• Instructions to follow
Do statements 1–3 agree with the March for Choice post? Answer yes or no for each, quoting the deciding words from the post.
1. Michael's mother died in 2015 of complications caused by narrow arteries.
2. Michael will march for the first time at the 5th Annual March for Choice.
3. Michael belongs to an abortion rights campaign group in Co. Donegal.
--- Source passage ---
Once again, we’ve been asking you to tell us why you are marching in this year’s March for Choice, the first march after we voted to repeal the 8th Amendment. Thanks to all who have sent us your thoughts. In this post, Michael, a member of Inishowen Abortion Rights Campaign in Co. Donegal, tells us why he is marching for reproductive rights for the very first time.
If you would like to tell us why you’re marching this year, please email [email protected]
I will be a first-time marcher at the 7th Annual March for Choice. This is why I’m marching beside those who helped achieve Repeal in Ireland.
I am marching for my mother, who developed high blood pressure during her pregnancy with me. Complications caused by narrow arteries took her life in 2015. We know all the women in our daily lives – neighbours, colleagues, friends. I am marching for women who struggle with health conditions, underneath what they present to us. Pregnancy can be fraught with risks and unconsidered dangers. To deny this reality, is to deny women honesty and openness in our abortion discussion. I am marching for a free, safe, honest health service.
I am marching for those who experience grief. The Eighth denied families a natural grieving process. In cases of fatal fetal conditions, family grief was hushed up, pushed inward, exported. To ask families to grieve in such a way for so long, was not normal in society. It was abhorrent. On May 25th, we stood up as a country in recognition of this. We continue to recognise this, by marching for all affected families on September 29th.
--- Available data ---
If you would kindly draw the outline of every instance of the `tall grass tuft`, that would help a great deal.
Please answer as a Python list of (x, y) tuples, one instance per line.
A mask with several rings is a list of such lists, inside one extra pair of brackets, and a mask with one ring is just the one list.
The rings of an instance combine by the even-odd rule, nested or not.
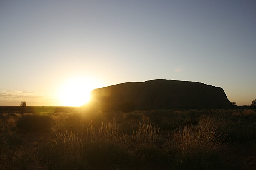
---
• Solution for this exercise
1. Yes: "Complications caused by narrow arteries took her life in 2015."
2. No: "I will be a first-time marcher at the 7th Annual March for Choice."
3. Yes: "Michael, a member of Inishowen Abortion Rights Campaign in Co. Donegal"